[Dataset entries]
++++

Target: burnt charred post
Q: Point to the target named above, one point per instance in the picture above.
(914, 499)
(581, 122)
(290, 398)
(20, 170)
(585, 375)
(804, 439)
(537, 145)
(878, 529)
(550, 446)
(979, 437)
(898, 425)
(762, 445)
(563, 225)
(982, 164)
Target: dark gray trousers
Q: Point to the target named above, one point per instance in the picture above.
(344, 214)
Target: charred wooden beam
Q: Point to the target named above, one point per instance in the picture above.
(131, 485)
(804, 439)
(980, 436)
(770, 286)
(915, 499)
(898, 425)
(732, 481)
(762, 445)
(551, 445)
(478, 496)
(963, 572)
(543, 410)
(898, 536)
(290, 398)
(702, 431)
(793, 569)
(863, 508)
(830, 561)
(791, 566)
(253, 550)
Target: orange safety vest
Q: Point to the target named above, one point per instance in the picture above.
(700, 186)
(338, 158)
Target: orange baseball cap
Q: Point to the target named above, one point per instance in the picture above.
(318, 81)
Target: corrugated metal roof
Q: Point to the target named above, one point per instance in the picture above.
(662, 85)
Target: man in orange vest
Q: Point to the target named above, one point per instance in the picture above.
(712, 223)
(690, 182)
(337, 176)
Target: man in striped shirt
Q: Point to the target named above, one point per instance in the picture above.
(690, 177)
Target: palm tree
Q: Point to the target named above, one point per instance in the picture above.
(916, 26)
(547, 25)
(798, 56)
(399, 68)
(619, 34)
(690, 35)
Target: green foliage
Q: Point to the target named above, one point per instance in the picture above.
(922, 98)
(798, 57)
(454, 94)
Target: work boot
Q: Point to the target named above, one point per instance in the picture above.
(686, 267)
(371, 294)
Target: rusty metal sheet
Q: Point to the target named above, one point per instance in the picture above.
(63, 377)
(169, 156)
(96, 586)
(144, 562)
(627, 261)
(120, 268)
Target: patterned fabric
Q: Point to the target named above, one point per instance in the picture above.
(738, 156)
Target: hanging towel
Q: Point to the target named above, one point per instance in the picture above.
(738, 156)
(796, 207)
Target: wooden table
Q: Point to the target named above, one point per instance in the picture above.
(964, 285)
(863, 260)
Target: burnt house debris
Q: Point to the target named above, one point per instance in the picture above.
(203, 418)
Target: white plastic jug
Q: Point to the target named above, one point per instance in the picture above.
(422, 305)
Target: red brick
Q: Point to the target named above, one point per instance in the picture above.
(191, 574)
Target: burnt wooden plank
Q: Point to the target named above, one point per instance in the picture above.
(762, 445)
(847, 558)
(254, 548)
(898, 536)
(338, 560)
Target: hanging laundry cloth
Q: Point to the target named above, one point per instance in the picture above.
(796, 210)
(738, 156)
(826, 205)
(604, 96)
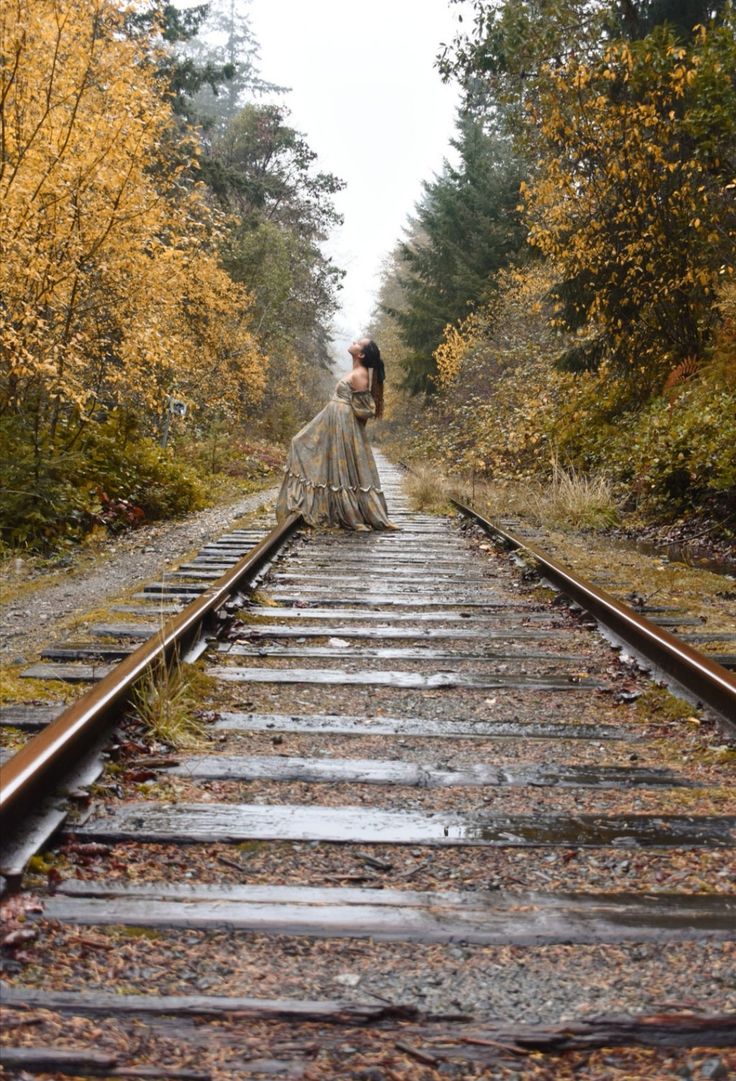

++++

• STATED GOAL
Reproduce all the items above verbatim, leaving out the pictures.

• EXERCISE OUTPUT
Target: burnt charred post
Q: Point to the target named above, one point per instance in the picture above.
(914, 499)
(581, 122)
(290, 398)
(20, 170)
(585, 375)
(804, 439)
(537, 145)
(878, 529)
(550, 446)
(979, 437)
(898, 425)
(762, 445)
(563, 225)
(982, 164)
Target: dark gray trousers
Q: Point to the target named above, one point per instance in the picture above.
(344, 214)
Target: charred wooden beam
Q: Point to the target named above, one point per instance in the picture above.
(131, 485)
(804, 439)
(980, 436)
(770, 286)
(915, 499)
(898, 425)
(732, 481)
(762, 445)
(551, 445)
(478, 496)
(963, 572)
(543, 410)
(898, 536)
(290, 398)
(702, 431)
(793, 569)
(863, 508)
(830, 561)
(791, 566)
(253, 550)
Target: orange safety vest
Q: Point to the target named above, one point per instance in the picture above.
(700, 186)
(338, 158)
Target: orange baseball cap
Q: Point to the target named above, one point per instance in the picture above.
(318, 81)
Target: corrugated metal roof
Q: Point to the target named above, one point per instance in the picture above.
(662, 85)
Target: man in orange vest
Q: Point to the target named above, one point per instance in the picture above.
(712, 223)
(690, 182)
(337, 176)
Target: man in striped shirt
Q: Point to the target named above, one point per instance in the picture above.
(690, 177)
Target: palm tree
Q: Point to the target named above, one point per instance in the picture above.
(916, 26)
(547, 25)
(798, 56)
(399, 68)
(619, 34)
(690, 35)
Target: green foliage
Q: Point to the target named above, one point per instance in the picture above.
(922, 98)
(798, 57)
(454, 94)
Target: work boot
Q: Point to the target named above, one point per instance in the picture above.
(686, 267)
(371, 294)
Target: rusty metal sheet
Q: Point to the target named above, one point per instance in the picture above.
(63, 377)
(169, 156)
(96, 586)
(144, 562)
(627, 261)
(120, 268)
Target: patterned fabric
Q: Point to the target named above, one point per instance in the picture above.
(738, 156)
Target: hanging towel
Q: Point to the target named above, one point per instance in the picture above.
(738, 156)
(796, 207)
Target: wooden table
Q: Point to the target named above, one point per instance in the picture above.
(964, 285)
(863, 260)
Target: burnt house debris
Q: Point to the target named above, one point per instance in the picture above.
(203, 418)
Target: white plastic jug
Q: Point to the target named above, one point per instance in the picture above.
(422, 305)
Target: red brick
Q: Point to the target named above, one point per instance in the picture above.
(191, 574)
Target: burnt wooden plank
Q: Point to the target named above, one point per instance in the picture above.
(762, 445)
(847, 558)
(254, 548)
(898, 536)
(338, 560)
Target: hanging laundry cloth
Q: Point to the target named above, one point per instance in the picture above.
(796, 210)
(738, 156)
(826, 205)
(604, 96)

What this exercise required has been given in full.